--- DATA FOR ANALYSIS ---
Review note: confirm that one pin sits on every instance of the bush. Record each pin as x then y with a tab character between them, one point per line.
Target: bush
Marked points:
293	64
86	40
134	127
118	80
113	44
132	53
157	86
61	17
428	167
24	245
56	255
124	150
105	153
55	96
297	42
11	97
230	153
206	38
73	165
---
(TASK TO CARRY OUT)
The material shown above must be written out again in full, exactly as it reads.

(SOLUTION)
Review note: confirm that one pin sits on every instance of the bush. Record each pin as x then y with a tab character between them, one point per line.
Target: bush
Marked points:
293	64
86	40
134	127
118	80
113	44
132	53
157	86
61	17
428	167
24	245
56	255
124	150
105	153
55	96
297	42
11	97
230	153
206	38
73	165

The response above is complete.